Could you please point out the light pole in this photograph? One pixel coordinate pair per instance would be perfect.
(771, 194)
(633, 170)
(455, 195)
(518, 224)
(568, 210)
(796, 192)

□ □ □

## Exercise
Every single entry is to be retyped exactly.

## Exercise result
Could you please point out the light pole in this photograph? One pixel coordinate pair per instance would be perfect.
(771, 194)
(633, 170)
(455, 195)
(518, 224)
(568, 210)
(796, 192)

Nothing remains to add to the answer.